━━ MATERIAL SHOWN

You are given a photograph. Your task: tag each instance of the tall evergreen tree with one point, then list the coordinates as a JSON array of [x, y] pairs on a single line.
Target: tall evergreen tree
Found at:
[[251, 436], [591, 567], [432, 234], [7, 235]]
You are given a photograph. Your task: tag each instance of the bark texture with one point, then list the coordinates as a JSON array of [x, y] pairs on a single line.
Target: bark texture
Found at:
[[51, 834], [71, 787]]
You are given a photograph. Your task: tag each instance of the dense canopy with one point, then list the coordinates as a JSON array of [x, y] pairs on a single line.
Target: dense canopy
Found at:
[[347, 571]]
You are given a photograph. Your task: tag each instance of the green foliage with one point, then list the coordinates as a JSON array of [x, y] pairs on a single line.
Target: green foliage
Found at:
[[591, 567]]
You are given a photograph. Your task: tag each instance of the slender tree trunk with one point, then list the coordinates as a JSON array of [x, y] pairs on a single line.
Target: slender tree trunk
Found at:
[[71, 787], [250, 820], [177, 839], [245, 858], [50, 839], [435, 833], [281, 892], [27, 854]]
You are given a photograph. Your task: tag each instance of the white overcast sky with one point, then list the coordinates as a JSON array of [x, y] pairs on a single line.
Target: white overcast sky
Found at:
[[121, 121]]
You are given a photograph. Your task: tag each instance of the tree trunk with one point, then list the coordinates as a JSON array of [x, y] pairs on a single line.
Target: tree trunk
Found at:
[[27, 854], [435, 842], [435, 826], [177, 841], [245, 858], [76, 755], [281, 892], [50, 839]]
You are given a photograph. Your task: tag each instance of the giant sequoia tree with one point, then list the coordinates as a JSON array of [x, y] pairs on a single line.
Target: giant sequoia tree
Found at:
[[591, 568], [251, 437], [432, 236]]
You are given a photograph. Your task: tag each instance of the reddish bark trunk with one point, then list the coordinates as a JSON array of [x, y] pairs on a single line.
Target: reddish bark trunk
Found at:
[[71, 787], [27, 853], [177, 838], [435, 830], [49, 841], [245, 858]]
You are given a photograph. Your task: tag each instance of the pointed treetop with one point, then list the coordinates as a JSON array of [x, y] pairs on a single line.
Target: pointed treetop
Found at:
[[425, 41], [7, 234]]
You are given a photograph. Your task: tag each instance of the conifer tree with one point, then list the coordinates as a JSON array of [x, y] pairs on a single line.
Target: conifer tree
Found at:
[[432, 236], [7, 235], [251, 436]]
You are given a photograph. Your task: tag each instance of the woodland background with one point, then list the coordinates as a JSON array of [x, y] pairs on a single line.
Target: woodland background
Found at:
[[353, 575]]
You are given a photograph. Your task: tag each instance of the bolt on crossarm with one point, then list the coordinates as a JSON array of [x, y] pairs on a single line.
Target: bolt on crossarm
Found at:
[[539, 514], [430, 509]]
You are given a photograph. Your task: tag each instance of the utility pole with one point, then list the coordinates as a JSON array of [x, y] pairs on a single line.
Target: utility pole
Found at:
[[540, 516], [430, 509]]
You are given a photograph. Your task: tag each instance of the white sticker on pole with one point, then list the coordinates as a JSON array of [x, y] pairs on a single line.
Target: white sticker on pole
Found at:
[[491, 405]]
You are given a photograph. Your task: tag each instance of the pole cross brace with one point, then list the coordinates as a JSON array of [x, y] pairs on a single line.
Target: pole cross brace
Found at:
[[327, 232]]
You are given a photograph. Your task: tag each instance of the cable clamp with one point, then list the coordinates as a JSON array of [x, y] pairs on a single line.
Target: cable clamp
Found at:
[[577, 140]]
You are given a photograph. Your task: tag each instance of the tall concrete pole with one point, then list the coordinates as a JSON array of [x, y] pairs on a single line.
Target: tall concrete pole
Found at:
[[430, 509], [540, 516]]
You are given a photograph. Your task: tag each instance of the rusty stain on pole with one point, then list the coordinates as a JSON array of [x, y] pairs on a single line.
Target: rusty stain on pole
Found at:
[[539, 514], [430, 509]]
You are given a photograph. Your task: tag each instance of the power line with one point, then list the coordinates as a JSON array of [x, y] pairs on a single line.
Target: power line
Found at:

━━━━

## WHAT TO DO
Transcribe the full set of records precisely.

## TASK RESPONSE
You are given a photograph. Your task: tag each instance of the tall evergreen tree with one point, then list the coordinates as a JSON array of [x, y] pairs on a single line.
Target: tall evergreen tree
Found at:
[[251, 436], [591, 567], [432, 234], [7, 235]]
You are given a photograph. Your task: tag each instance of the bark texture with one point, then list the coordinates as a JSON array of [x, y] pairs on a single line.
Target: bark texture
Found at:
[[51, 834], [71, 787]]
You are given a photograph. Your task: tag each instance of the dense canopy with one point, then list the coordinates as a JSON array of [x, y] pairs on a single line.
Target: dense canopy
Found at:
[[347, 571]]
You are given a photograph. Your task: tag each instance of the green foliage with one point, then list the coordinates as a JSON array of [x, y] pairs on a single line.
Target: green foliage
Found at:
[[591, 567]]
You are given a photograph. Your task: tag each instance of the slender tree trunk with one point, then list the coordinates as a JSON array of [x, y] pairs on a single line.
Target: slender tree trunk
Found at:
[[71, 787], [250, 820], [177, 839], [245, 858], [50, 839], [435, 833], [281, 892], [27, 854]]
You are given a photograph. Your task: tag each instance of the white overcast sky with one point, then list the coordinates as a JSON array of [x, y] pairs on a single line.
Target: white overcast sky
Found at:
[[121, 121]]
You are given a photograph. Your task: tag each instance of the tree trunk with one point, then list the coordinates as a JSON array of [x, y] pairs on a single line.
Target: tree trunk
Found at:
[[27, 854], [435, 842], [435, 826], [177, 841], [245, 858], [76, 755], [281, 892], [50, 839]]
You are given a photograph. Your task: tag each instance of the giant sequoia tree with one point, then list the coordinates as a JSON array of [x, y] pairs on a single line.
Target: giant sequoia tree
Found at:
[[591, 568], [251, 437], [432, 236]]
You are given a photograph. Your task: tag each instance of the reddish bark trunk with one point, then list the coordinates as a JSON array of [x, y] pairs on a single line.
Target: reddish bark trunk
Found at:
[[71, 787], [27, 853], [177, 838], [435, 830], [49, 841], [245, 858]]
You are given a photograph. Your task: tag each instance of the pointed treetop with one point, then list the coordinates as a JSON array of [x, y] pairs on a single line.
Target: pointed treetop
Found at:
[[425, 41], [7, 234]]
You are given a photograph. Your task: tag each instance of the conifer tree with one point, then list the coordinates as a JSON array of [x, y] pairs on a single line.
Target: conifer tree
Found at:
[[432, 236], [7, 235], [251, 436]]
You are given a photograph. Your task: tag each instance of the woodland background with one point, then list the coordinates as a JSON array of [x, y] pairs on a single line.
Target: woodland background
Found at:
[[353, 575]]
You are given a photograph. Your task: tag each instance of the bolt on crossarm with one point, then list the coordinates as a JSON array of [x, y] pairs on a single line.
Target: bolt on crossarm
Found at:
[[539, 514], [430, 509]]
You are given a photograph. Your task: tag each instance of the utility pole with one point, then list the coordinates as a JSON array of [x, y] pairs on a single line.
Target: utility pole
Found at:
[[540, 516], [430, 509]]
You are given a photograph. Your task: tag each instance of the white sticker on pole with one point, then list the coordinates as a JSON array of [x, y] pairs on a single line.
Target: white sticker on pole
Found at:
[[491, 405]]
You are given a photograph. Your task: tag each instance of the pole cross brace with one point, then list the coordinates as a JSON array of [x, y] pairs on a single line.
Target: pole cross brace
Found at:
[[327, 232]]
You are given a photograph. Your task: tag each instance of the cable clamp with one point, then list the coordinates as a JSON array of [x, y] pairs on a single line.
Target: cable clamp
Found at:
[[577, 140]]
You are given a photograph. Your task: tag each instance of the tall concrete pole with one point, then list the coordinates as a JSON array of [x, y] pairs on a single line.
Target: tall concrete pole
Found at:
[[430, 509], [540, 516]]
You are given a photograph. Your task: tag each instance of the rusty stain on pole with one point, then list the coordinates as a JSON array of [x, y] pairs on a single line.
Target: rusty stain on pole
Found at:
[[539, 514], [430, 509]]
You are given a photograph. Your task: tag each instance of the power line with one point, then list the coordinates as a JSON array of [x, y] pairs on a single line.
Target: power line
Found at:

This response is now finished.